→ EXTRACT TO READ

Segment Open

“Money laundering in real estate must be monitored”: Oman
Muscat – The Oman Chamber of Commerce and Industry (OCCI) has called for a review of legislation governing property investments and protecting the sector from money laundering crimes.
During OCCI’s Ramadan Nights event held last week to discuss money laundering and its impact on the real estate sector, Redha bin Juma al Saleh, Chairman of OCCI, said that money laundering is a crime that threatens global economies.
The discussion was held under the auspices of His Highness Sayyid Mohammed bin Salim al Said, Head of the Protocol Department of the Ministry of Foreign Affairs.
“The crime of money laundering, which is the transfer of funds from the proceeds of crime with the aim of concealing and legitimizing its illegal source, threatens global economies,” Saleh said.
“The funds from money laundering represent purchasing power that is not generated by real economic activity, and therefore a source of pressure on domestic prices and leads to inflationary pressures that threaten the future of the economic and social development.”
According to the president of the OCCI, the real estate sector is used by people involved in money laundering crimes. “This requires an awareness of the methods used by money launderers to enter this vital sector, especially as many countries grant residency to property investors.”
Saleh stressed the need to review legislation governing real estate investments and secure the sector against such crimes. “OCCI is playing a major role in combating this crime through outreach efforts and emphasizing caution and care in dealings, before entering into foreign partnerships.”
For his part, Salim bin Nasser al Busaidi, a member of the public prosecutor’s office, said that the judicial authority has dealt with four crimes related to money laundering this year and 14 in 2021.
He informed that crimes of this nature have decreased over the past two years due to the COVID-19 pandemic, the global financial crisis and a noticeable decline in economic movement.
“Oman has a strong anti-money laundering law. The sultanate also has several internal laws and regulations that regulate the work of financial and non-financial institutions that are required to report all suspicions related to the crime of money laundering,” said Busaidi.
Hassan bin Khamis al Ruqaishi, Chairman of OCCI’s Real Estate Development and Construction Committee, said: “Money laundering in the real estate sector includes converting dirty money into clean money by buying real estate with that money even if it is double its real price. . Often these amounts are paid in cash.
Ruqaishi stressed the need to activate the real estate brokerage system set up by the Ministry of Housing and Urbanism, to intensify the sensitization of the authorities concerned and to create a partnership between the real estate brokerage companies and the authorities concerned to curb the phenomenon of money laundering.

Segment Closed

→ DATA PROVIDED
Segment Open

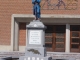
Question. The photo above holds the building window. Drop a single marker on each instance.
(55, 38)
(75, 38)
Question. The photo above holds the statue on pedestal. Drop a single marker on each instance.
(36, 9)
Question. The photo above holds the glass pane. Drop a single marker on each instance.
(48, 39)
(59, 39)
(75, 46)
(48, 45)
(59, 34)
(59, 45)
(75, 34)
(75, 27)
(75, 40)
(48, 34)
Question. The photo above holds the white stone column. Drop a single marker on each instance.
(67, 47)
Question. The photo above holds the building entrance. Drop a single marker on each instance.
(55, 38)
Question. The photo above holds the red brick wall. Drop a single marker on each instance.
(9, 7)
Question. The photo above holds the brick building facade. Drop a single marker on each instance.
(54, 14)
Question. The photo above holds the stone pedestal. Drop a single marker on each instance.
(35, 49)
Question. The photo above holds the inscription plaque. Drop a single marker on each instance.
(35, 37)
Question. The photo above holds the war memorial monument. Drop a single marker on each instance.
(35, 49)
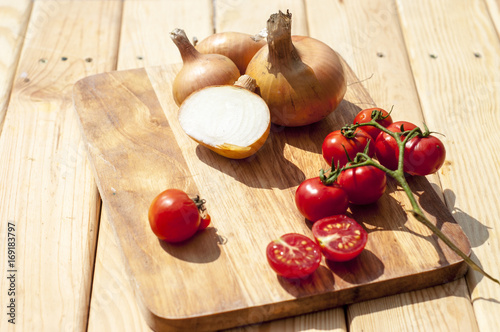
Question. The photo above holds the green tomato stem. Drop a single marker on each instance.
(398, 175)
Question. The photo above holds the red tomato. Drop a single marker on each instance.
(293, 256)
(316, 200)
(173, 216)
(334, 143)
(386, 148)
(423, 155)
(340, 238)
(365, 116)
(363, 184)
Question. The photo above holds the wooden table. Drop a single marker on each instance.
(434, 61)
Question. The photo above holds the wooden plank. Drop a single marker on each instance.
(368, 35)
(234, 16)
(14, 17)
(251, 16)
(143, 42)
(456, 68)
(121, 115)
(494, 12)
(47, 189)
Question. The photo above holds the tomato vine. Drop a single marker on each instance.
(363, 159)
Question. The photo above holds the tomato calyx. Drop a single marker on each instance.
(361, 159)
(205, 217)
(401, 138)
(200, 203)
(377, 114)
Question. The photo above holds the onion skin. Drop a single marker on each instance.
(199, 70)
(229, 150)
(237, 46)
(301, 79)
(237, 152)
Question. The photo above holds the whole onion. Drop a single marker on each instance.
(199, 70)
(300, 78)
(237, 46)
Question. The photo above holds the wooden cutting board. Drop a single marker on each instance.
(220, 278)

Segment Closed

→ AIM OF THE EXERCISE
According to the article on money laundering in Oman's real estate sector, how many money laundering crimes did the judicial authority deal with in 2021?

→ ANSWER TO THE PROBLEM
14